Select every line of the listing below that contains the string "each", treating uppercase and lowercase letters as different.

☆ ☆ ☆

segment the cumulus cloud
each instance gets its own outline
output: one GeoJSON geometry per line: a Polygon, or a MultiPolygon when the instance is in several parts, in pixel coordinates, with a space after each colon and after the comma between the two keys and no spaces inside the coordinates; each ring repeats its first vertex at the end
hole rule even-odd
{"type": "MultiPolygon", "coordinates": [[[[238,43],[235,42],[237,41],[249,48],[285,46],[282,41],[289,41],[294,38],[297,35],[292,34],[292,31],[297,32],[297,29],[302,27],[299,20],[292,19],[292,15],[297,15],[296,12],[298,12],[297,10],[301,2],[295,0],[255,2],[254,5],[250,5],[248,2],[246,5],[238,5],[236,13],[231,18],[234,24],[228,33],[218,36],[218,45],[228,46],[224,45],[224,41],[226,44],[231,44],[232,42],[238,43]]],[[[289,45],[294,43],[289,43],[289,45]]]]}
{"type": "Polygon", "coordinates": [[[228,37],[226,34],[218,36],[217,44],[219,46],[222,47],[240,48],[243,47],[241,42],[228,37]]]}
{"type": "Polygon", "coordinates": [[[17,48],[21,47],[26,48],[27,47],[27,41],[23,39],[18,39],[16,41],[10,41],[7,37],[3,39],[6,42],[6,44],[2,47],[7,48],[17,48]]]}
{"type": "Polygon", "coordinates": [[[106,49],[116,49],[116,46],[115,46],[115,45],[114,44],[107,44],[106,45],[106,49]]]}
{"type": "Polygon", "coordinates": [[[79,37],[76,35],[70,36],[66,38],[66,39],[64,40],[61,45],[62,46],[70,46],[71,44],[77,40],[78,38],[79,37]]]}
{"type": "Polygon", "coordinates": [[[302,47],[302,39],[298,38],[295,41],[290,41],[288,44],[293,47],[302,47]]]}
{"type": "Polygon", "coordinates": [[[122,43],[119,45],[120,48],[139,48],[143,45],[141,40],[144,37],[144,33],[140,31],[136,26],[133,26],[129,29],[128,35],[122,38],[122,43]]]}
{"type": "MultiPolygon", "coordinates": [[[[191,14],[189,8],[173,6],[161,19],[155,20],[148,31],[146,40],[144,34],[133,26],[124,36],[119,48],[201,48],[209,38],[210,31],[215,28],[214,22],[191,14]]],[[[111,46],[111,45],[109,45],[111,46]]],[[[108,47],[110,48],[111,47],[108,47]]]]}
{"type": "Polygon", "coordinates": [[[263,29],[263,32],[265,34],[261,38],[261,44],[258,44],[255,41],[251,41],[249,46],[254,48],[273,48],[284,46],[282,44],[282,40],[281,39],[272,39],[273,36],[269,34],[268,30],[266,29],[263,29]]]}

☆ ☆ ☆

* **Response for this exercise**:
each instance gets its own outline
output: one GeoJSON geometry per line: a Polygon, or a MultiPolygon when the instance is in several parts, in pixel coordinates, with a space after each colon and after the comma between the two keys and no spaces inside the coordinates; each ring repeats its first vertex at the end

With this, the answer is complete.